> HOW TO COMPLETE THIS TASK: From the passage on anxiety, extract everything from "1) Don’t Tell" down to "to calm down.", copying it word for word.
***** PASSAGE
Anxiety, What is it?
To think about how we can help someone with anxiety, we first need to know and understand what kind of situation he is going through. And that is why a brief explanation of what anxiety is, can be useful.
We give the name of anxiety to a state of deep subjective discomfort of emotional origin characterized by a strong negative effect and a high level of physiological activity or activation, which affects behaviour.
We are confronted with a state which is usually defined as an anxious reaction that appears to exist without the need for a threatening situation at this time, but which tends to be linked to the anticipation of a future threat or to an overflow or inability to face the demands of the environment, although one is not always aware of its origin.
How Can One Help in Case of an Anxiety Attack?
As you can imagine from its description, an anxiety attack is a highly debilitating phenomenon and focuses the patient’s attention on the symptoms themselves. It is also easy to confuse the symptoms with those of a heart problem.
Helping someone in this situation is not easy when immersed in it, although it is possible. How can we do it?
1) Don’t Tell the Person to Calm Down
It is relatively common that when a person falls into a panic attack or anxiety crisis, others do not know how to react. In that sense, it is common for them to try to tell you to calm down.
These indications are counterproductive: if the person could calm down just by wanting to calm down, they would do so immediately and not go through the attack. In this way, an anxious person is encouraged to block that feeling, making him or her even more frustrated because he or she cannot eliminate that kind of mental content immediately.
**********
***** PROVIDED RECORDS
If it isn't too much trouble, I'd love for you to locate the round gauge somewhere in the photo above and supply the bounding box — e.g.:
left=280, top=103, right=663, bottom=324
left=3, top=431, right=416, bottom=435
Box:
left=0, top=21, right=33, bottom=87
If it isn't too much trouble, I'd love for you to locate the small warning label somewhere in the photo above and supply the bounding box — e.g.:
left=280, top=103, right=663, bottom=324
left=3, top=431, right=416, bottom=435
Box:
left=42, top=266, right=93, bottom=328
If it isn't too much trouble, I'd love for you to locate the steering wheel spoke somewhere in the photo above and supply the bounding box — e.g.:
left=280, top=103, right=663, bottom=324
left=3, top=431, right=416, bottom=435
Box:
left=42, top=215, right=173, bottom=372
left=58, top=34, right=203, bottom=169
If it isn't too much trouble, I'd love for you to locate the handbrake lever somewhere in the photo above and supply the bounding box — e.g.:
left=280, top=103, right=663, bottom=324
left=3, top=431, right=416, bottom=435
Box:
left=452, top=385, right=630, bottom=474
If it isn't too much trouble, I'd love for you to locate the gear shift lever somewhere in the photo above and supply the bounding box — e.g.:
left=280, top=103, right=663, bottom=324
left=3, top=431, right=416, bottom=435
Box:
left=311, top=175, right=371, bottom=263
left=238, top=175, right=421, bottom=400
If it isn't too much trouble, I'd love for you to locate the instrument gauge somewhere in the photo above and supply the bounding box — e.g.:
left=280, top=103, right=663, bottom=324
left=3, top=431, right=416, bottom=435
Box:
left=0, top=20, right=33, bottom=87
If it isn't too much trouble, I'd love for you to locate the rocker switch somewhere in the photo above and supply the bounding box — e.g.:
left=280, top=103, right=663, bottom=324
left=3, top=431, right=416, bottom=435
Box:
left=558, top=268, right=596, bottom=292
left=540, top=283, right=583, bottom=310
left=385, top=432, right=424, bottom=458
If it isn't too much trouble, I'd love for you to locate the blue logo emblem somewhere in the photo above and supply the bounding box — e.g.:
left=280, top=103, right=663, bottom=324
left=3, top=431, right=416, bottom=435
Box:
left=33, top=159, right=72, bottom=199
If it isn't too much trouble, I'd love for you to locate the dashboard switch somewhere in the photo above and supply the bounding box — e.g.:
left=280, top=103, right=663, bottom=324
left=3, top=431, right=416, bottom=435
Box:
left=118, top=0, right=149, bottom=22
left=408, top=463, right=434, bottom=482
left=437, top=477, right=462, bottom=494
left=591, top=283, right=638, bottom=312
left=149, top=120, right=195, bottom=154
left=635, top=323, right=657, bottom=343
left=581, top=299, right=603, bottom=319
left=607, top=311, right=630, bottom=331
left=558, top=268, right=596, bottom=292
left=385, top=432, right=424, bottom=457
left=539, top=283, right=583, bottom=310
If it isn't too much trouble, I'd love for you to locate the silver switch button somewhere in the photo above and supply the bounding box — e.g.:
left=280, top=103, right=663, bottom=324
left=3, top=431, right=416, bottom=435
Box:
**********
> WRITTEN ANSWER:
1) Don’t Tell the Person to Calm Down
It is relatively common that when a person falls into a panic attack or anxiety crisis, others do not know how to react. In that sense, it is common for them to try to tell you to calm down.